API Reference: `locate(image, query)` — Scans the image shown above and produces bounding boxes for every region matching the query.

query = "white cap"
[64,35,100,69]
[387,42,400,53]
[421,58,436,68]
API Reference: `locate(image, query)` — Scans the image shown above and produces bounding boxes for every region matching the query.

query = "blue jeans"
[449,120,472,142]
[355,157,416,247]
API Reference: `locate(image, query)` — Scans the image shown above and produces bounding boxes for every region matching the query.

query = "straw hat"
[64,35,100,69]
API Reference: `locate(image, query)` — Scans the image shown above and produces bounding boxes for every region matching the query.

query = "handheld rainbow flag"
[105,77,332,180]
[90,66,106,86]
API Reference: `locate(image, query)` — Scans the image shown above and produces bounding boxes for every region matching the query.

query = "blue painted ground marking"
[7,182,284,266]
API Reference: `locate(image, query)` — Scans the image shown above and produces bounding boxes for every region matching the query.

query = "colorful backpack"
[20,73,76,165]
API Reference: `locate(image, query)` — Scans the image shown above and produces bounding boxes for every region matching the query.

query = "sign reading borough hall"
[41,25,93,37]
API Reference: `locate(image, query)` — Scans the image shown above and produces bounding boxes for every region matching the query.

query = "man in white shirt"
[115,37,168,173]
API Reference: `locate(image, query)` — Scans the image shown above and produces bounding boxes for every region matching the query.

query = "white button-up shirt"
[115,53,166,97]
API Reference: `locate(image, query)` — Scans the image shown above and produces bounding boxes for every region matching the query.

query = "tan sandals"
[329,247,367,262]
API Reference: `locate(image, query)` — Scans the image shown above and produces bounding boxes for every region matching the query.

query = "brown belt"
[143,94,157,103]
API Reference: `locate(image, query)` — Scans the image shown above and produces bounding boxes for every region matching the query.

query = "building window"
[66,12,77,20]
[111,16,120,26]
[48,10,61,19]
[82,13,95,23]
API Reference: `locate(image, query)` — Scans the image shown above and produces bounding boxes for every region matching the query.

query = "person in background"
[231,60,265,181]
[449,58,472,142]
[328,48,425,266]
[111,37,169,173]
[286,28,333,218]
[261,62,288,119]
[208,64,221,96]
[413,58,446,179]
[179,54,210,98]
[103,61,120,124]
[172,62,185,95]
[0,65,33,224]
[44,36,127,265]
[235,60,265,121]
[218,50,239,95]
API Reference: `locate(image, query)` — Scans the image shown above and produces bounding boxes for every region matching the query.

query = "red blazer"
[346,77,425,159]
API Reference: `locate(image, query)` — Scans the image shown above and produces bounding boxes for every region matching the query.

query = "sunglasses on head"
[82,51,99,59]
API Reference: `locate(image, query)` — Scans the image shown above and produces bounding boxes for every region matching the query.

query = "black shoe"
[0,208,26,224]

• • • • • • •

-- Problem requirements --
Collect every line in the rows above that contains the word "blue". Case counts, so a line with the word in different capitalization doesn't match.

-- Result below --
query = "blue jeans"
query = "blue painted ground marking"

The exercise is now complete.